- _What this task involves_
Find the line that contains "Q: For every instance of the grey" and print it and every line after it, exactly, please.

- _Items_
===============
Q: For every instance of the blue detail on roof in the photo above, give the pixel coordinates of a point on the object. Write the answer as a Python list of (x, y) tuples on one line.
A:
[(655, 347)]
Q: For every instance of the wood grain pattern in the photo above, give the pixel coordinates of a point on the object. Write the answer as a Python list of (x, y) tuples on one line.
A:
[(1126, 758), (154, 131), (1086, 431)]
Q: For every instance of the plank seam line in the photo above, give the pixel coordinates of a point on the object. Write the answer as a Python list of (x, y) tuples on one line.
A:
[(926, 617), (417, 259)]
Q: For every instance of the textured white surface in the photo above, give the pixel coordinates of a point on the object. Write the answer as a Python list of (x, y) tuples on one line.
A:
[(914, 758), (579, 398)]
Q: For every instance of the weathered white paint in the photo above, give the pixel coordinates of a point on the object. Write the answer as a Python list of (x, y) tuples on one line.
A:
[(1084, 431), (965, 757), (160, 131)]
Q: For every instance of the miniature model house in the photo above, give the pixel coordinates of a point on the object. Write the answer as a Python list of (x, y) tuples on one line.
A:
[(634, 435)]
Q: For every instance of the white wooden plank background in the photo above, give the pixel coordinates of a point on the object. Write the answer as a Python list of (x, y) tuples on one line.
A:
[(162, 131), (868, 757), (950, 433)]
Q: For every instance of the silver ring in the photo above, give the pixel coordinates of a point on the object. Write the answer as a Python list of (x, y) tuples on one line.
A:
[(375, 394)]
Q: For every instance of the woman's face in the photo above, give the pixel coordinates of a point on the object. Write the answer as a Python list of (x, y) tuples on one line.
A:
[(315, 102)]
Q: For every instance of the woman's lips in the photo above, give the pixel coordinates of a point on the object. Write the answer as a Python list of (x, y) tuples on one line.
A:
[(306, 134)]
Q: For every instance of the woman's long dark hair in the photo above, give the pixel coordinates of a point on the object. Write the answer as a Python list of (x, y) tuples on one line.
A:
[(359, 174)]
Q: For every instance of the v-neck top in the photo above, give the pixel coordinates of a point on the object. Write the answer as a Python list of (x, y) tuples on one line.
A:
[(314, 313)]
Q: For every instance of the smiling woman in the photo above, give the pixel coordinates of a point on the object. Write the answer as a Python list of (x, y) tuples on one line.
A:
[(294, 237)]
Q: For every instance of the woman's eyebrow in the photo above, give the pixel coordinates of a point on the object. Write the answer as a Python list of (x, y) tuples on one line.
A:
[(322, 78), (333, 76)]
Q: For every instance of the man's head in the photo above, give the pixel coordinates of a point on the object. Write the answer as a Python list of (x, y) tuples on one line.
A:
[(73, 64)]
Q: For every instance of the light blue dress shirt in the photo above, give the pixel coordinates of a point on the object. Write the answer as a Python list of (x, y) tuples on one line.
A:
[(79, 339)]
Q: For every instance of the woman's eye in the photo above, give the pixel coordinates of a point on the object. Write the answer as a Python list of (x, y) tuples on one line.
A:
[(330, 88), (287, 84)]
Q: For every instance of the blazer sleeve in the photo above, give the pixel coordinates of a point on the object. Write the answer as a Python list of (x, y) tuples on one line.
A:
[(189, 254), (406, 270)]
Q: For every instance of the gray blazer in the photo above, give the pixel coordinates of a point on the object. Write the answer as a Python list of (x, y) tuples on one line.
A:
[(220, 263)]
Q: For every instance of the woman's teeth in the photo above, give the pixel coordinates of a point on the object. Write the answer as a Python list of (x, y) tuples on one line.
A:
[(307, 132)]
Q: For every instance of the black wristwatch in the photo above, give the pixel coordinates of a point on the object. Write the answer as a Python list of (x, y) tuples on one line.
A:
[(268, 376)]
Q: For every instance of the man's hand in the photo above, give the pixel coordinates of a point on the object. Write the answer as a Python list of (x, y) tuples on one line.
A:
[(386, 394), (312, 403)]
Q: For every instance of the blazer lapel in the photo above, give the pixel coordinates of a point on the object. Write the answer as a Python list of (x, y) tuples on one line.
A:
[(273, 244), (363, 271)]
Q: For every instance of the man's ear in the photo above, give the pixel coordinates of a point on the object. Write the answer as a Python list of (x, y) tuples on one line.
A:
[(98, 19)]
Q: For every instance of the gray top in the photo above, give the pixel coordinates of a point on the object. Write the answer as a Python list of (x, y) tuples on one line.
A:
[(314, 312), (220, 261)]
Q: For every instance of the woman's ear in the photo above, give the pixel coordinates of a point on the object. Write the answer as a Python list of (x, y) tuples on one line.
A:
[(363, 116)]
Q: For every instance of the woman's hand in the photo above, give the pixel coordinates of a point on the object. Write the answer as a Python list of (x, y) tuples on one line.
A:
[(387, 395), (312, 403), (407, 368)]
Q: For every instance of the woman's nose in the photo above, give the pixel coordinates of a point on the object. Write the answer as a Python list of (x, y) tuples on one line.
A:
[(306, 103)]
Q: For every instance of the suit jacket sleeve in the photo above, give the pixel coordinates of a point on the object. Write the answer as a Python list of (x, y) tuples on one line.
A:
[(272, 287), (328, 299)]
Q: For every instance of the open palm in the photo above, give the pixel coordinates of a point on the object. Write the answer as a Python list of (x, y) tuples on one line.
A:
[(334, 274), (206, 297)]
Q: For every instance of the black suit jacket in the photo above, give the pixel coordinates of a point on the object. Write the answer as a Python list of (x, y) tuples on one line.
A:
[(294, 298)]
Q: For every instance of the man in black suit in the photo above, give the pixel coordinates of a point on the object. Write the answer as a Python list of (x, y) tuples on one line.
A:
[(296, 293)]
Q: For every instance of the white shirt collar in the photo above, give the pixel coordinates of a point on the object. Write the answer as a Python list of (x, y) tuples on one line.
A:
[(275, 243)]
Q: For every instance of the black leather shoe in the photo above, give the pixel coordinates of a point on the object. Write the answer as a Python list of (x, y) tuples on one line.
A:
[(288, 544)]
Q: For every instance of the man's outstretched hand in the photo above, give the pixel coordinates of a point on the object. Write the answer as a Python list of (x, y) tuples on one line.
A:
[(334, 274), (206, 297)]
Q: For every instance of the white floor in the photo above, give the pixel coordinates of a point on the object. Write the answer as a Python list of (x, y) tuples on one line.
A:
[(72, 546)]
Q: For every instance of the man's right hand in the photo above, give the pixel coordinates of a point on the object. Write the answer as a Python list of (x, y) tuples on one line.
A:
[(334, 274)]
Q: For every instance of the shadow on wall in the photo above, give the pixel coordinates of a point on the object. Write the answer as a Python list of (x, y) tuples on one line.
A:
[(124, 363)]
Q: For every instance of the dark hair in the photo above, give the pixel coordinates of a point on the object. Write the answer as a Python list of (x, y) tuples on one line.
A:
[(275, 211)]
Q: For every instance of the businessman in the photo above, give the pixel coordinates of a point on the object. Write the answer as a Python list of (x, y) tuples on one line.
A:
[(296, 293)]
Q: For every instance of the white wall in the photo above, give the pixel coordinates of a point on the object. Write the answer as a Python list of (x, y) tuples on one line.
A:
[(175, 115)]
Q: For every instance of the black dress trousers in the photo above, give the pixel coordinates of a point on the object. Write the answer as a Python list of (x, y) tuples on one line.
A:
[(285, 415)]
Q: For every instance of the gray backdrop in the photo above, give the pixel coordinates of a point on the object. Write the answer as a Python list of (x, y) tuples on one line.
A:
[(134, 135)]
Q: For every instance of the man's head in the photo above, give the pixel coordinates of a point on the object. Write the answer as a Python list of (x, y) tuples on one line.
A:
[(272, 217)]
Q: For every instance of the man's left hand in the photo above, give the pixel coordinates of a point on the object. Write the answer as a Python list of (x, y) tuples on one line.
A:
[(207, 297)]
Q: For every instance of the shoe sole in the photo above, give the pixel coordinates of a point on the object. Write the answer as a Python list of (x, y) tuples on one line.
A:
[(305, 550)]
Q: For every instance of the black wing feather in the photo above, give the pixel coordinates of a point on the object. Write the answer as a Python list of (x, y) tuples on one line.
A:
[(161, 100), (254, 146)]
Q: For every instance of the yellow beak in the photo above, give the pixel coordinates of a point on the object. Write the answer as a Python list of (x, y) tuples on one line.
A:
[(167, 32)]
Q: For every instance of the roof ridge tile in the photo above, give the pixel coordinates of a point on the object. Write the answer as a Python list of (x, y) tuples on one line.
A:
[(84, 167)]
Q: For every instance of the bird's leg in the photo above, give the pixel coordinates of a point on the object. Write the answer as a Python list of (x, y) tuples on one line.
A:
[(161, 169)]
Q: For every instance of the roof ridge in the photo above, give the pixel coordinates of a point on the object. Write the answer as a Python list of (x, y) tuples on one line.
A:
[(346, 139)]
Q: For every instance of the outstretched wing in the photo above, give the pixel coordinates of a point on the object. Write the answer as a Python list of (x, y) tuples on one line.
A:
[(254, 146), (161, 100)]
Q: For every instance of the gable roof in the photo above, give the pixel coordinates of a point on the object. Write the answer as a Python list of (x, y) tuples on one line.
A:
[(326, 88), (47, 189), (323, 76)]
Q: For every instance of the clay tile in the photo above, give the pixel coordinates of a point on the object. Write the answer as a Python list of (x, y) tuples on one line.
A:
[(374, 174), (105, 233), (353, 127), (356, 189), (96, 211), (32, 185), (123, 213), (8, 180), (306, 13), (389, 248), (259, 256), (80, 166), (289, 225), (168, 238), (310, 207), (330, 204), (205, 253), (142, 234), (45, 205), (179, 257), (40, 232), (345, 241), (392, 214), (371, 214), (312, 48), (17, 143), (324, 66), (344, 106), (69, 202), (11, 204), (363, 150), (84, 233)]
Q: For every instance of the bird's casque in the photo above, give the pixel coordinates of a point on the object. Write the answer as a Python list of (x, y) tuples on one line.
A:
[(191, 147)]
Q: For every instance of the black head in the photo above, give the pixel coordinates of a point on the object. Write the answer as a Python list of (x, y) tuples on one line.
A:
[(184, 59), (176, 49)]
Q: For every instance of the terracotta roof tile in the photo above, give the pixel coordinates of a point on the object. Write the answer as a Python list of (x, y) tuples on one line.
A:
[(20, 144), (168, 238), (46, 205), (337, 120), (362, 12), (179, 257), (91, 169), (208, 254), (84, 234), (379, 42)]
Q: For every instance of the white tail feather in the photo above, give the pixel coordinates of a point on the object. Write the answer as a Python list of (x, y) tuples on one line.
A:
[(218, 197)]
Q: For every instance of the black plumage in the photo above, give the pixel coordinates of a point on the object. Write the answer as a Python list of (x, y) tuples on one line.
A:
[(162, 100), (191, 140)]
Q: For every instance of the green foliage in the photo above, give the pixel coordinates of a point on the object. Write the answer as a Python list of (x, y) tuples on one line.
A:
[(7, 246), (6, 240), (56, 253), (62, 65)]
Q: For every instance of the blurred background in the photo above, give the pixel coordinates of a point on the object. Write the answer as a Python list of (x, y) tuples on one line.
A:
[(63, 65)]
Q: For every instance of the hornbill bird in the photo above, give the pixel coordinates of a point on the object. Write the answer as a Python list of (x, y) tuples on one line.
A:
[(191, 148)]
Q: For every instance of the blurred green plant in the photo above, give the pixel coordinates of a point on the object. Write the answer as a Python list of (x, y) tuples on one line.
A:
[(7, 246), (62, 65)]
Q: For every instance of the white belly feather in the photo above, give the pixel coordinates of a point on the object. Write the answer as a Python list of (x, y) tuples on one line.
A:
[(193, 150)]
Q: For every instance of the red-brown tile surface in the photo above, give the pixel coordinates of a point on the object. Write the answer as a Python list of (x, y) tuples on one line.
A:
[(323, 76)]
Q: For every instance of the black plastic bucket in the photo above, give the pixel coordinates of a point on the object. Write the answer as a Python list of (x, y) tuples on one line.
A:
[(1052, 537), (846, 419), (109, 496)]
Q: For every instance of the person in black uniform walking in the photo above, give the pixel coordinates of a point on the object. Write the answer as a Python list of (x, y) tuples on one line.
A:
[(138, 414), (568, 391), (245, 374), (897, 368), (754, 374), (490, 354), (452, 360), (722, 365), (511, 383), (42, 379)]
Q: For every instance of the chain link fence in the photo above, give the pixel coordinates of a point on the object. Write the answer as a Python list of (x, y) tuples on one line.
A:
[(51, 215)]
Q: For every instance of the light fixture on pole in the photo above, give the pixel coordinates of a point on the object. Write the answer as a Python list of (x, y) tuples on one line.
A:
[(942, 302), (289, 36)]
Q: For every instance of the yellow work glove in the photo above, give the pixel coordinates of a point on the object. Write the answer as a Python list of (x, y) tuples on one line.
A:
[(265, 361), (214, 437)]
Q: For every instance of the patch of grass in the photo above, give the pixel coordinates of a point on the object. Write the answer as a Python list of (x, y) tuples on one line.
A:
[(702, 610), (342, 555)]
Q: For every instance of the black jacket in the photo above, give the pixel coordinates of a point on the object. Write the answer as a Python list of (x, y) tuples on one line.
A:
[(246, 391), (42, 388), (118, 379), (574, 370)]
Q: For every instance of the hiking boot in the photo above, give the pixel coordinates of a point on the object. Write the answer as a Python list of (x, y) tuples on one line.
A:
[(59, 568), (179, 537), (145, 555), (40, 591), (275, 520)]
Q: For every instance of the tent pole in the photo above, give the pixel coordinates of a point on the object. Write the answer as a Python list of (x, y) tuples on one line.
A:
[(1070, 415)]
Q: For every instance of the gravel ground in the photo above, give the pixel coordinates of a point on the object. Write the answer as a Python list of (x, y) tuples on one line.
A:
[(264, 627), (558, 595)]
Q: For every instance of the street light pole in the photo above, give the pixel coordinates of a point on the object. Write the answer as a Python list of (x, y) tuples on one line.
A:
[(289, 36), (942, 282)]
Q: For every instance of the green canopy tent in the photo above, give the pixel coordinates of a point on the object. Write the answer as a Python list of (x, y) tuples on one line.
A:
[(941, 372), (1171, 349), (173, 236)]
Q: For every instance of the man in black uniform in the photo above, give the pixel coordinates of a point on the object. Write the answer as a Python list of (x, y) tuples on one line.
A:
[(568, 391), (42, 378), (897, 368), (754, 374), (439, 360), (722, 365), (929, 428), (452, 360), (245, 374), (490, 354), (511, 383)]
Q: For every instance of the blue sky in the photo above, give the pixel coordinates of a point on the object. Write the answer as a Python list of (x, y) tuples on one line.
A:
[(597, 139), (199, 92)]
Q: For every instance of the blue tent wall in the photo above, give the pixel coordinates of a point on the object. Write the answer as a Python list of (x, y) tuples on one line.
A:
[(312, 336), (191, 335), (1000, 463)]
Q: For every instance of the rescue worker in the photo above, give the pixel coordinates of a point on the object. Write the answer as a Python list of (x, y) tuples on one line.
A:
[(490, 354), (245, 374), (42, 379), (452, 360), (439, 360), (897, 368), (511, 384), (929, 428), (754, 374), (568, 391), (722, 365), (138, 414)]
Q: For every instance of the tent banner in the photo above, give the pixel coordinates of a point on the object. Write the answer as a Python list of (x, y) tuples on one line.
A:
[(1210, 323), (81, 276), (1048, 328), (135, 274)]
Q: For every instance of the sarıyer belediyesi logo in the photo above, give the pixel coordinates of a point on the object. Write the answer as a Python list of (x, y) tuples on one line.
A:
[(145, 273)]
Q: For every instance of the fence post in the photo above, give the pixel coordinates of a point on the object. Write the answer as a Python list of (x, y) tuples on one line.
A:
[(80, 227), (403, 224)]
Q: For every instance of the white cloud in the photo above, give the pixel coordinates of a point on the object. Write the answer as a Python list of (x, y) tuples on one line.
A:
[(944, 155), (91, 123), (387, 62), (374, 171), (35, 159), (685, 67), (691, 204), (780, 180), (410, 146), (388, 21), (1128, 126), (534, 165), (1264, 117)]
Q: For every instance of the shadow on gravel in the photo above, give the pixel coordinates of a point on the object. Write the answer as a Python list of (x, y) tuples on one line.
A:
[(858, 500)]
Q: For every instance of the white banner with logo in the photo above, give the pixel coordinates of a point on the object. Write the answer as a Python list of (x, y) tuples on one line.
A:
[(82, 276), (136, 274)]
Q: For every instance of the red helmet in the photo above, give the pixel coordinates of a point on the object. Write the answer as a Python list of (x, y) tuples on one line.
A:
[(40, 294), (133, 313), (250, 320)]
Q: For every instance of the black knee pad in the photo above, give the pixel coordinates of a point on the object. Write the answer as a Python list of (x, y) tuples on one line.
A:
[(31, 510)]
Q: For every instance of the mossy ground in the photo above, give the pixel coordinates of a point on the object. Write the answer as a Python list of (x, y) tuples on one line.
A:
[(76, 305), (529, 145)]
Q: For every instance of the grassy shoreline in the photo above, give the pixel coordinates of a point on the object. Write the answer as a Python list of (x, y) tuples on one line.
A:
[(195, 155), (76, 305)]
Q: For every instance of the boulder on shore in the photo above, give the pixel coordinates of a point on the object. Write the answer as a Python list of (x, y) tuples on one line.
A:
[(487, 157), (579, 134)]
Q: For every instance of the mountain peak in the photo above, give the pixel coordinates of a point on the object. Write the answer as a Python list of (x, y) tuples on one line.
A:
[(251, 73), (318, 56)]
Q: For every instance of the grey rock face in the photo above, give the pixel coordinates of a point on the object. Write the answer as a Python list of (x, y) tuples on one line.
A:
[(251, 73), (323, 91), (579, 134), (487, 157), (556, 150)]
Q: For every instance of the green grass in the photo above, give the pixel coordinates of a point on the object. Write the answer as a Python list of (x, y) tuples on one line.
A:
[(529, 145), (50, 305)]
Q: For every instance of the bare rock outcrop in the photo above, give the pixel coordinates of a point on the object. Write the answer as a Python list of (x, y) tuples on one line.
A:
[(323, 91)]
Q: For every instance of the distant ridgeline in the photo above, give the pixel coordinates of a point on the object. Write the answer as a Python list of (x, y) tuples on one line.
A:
===============
- _Answer to the task_
Q: For every instance of the grey rock face in the photo above, give the pixel coordinates of a point on the object. Write the answer as a Python list of (x, y) tuples on one line.
A:
[(251, 73), (323, 91), (579, 134), (487, 157), (556, 150)]
Q: For every instance of the green grass in the photo above, give the pixel coordinates of a point on the object. Write the answer as a Python list of (x, y) tuples on one line.
A:
[(529, 145), (50, 305)]
Q: For every instance of the bare rock outcrop in the photo above, give the pixel coordinates of a point on the object. Write the answer as a Python list of (x, y) tuples on one line.
A:
[(323, 91)]
Q: For every instance of the distant ridgeline in the photo above, give the pixel coordinates of a point on the object. Write the answer as a Python list of (x, y) tuples on one line.
A:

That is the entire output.